→ TEXTO DE LECTURA
----

Nada bueno puede decirse de la administración de Vicente Fox, con su cauda de arbitrariedades, incluida el desafuero contra Andrés Manuel López Obrador. El periodo de Felipe Calderón (2006-12), y su guerra contra el narcotráfico, estuvo caracterizado por un baño de sangre incesante, ejecuciones extrajudiciales y persecución de sindicalistas, como los del SME.
El sexenio de Enrique Peña fue un desastre humano. Las agresiones del Estado contra individuos, organizaciones sociales y pueblos originarios se sucedieron imparables. El memorial de agravios de ese periodo tiene el tamaño del directorio telefónico. Va de la desaparición de los 43 estudiantes normalistas de Ayotzinapa a la masacre de Nochixtlán, pasando por el asesinato de periodistas y la ejecución extrajudicial de presuntos delincuentes.
Pese a ello, y de la pretensión de instrumentalizar y domesticar los derechos humanos desde las comisiones gubernamentales, los defensores de los derechos del hombre encararon y denunciaron estas atrocidades contra viento y marea. Para ello echaron mano del lenguaje y los instrumentos legales de los derechos humanos. El costo que ONG, comités, activistas, periodistas y movimientos pagaron por defender la causa fue altísimo, en términos de sufrimientos y vidas.
Por eso provocó desconcierto y enojo en la comunidad de derechos humanos que el presidente López Obrador los desautorizara el pasado 24 de marzo. “En los gobiernos anteriores se permitieron las masacres y los defensores de derechos humanos de la sociedad civil o de la llamada sociedad civil, lo que antes se conocía como pueblo, se quedaron callados ante las masacres; incluso, los organismos de la ONU defensores de derechos humanos, de la OEA, y ahora lo que les urge es tener pretextos o excusas para señalar que somos iguales y eso no, no, no”, expresó el mandatario (https://bit.ly/3u1wEUs).

----

→ DATOS PROPORCIONADOS
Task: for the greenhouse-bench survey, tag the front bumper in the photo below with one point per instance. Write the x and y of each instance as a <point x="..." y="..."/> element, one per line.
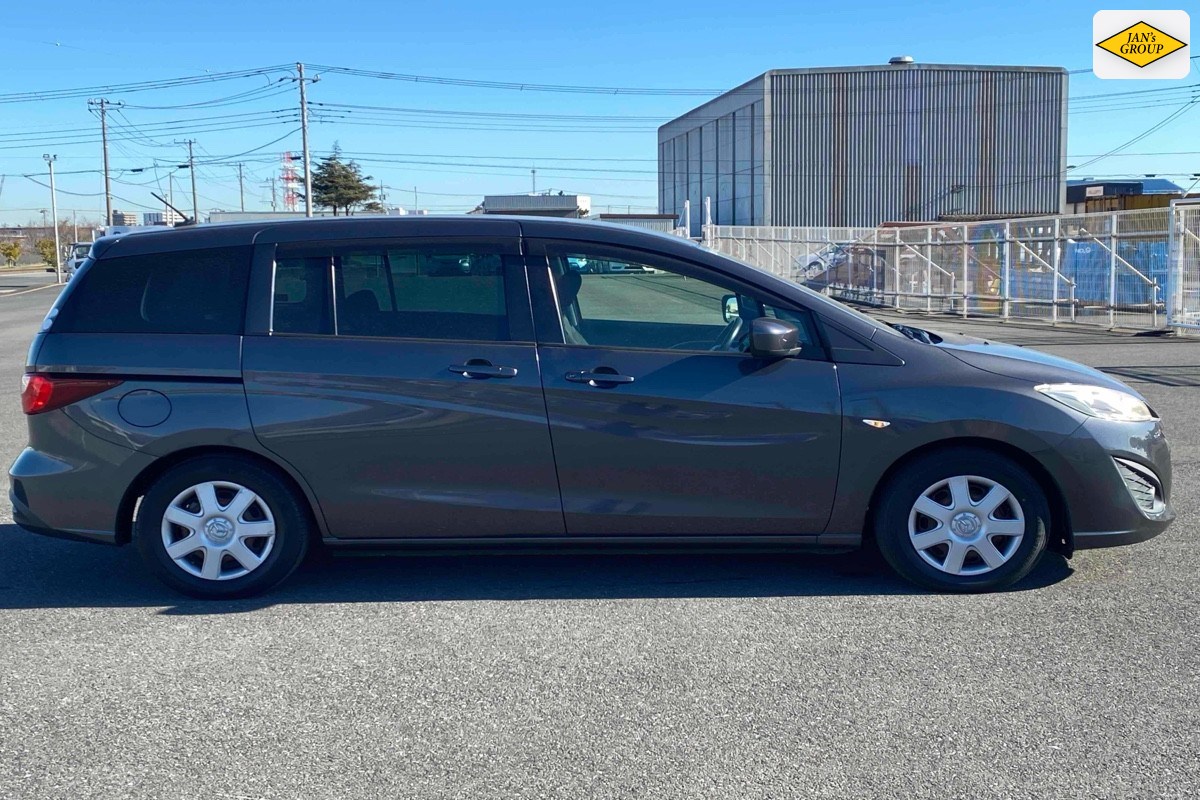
<point x="1102" y="506"/>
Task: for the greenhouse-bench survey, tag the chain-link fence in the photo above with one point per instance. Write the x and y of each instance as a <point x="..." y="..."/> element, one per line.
<point x="1105" y="269"/>
<point x="1183" y="283"/>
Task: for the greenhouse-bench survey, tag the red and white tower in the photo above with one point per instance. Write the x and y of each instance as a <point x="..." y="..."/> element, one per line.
<point x="289" y="178"/>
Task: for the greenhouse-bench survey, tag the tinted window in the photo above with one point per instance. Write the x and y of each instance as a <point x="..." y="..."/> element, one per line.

----

→ OBJETIVO DE LA TAREA
Prolonga el texto sobre los defensores de derechos humanos en México a partir de su última oración.

→ RESPUESTA
Eso no fue así. En ningún momento, ni los defensores de derechos humanos de la sociedad civil, ni del pueblo, ni organismos como la ONU-DH, se quedaron callados ante las masacres de los gobiernos anteriores. Levantaron la voz y exigieron justicia. Los informes, así como el trabajo educativo y de defensa legal de organismos como el Centro de Derechos Humanos Miguel Pro Juárez, el Fray Bartolomé de las Casas, el Tlachinollan, el Fray Francisco de Vitoria, Indignación y el José María Morelos y Pavón, dan cuenta de ello.
Tan no fue así que muchas de esas denuncias fueron documentadas (como un ejemplo entre muchos) por el capítulo México del Tribunal Permanente de los Pueblos. En tres años, el tribunal efectuó 10 audiencias temáticas y transtemáticas en las que participaron casi mil organizaciones y miles de personas. Los casos presentados mostraron la abierta violación de los derechos humanos y de los pueblos y la desviación de poder del Estado mexicano en el marco del libre comercio. En su audiencia final, en noviembre de 2014, el tribunal emitió su sentencia y condenó éticamente al Estado mexicano (https://bit.ly/39lYrHd).
Desgraciadamente, las violaciones a los derechos humanos no desaparecieron con la 4T. Según la Red TDT, durante 2019 fueron asesinados 21 defensores de derechos humanos. Y, de acuerdo con el informe Situación de la defensa de derechos humanos y la libre expresión en México a partir de la pandemia por Covid-19, al menos seis periodistas y 24 defensores de derechos humanos fueron asesinados durante 2020, por motivos presuntamente vinculados con su labor de defensa y ejercicio de su derecho a la libertad de expresión (https://bit.ly/3d7yuME). Por supuesto, los responsables de estas violaciones se encuentran en distintos niveles del gobierno y no sólo en uno.
En nada ayuda ignorar esta situación. Mucho menos, restar méritos a quienes han puesto el cuerpo y la vida para hacer posible que la causa de los derechos humanos tenga legitimidad y vigencia en el país.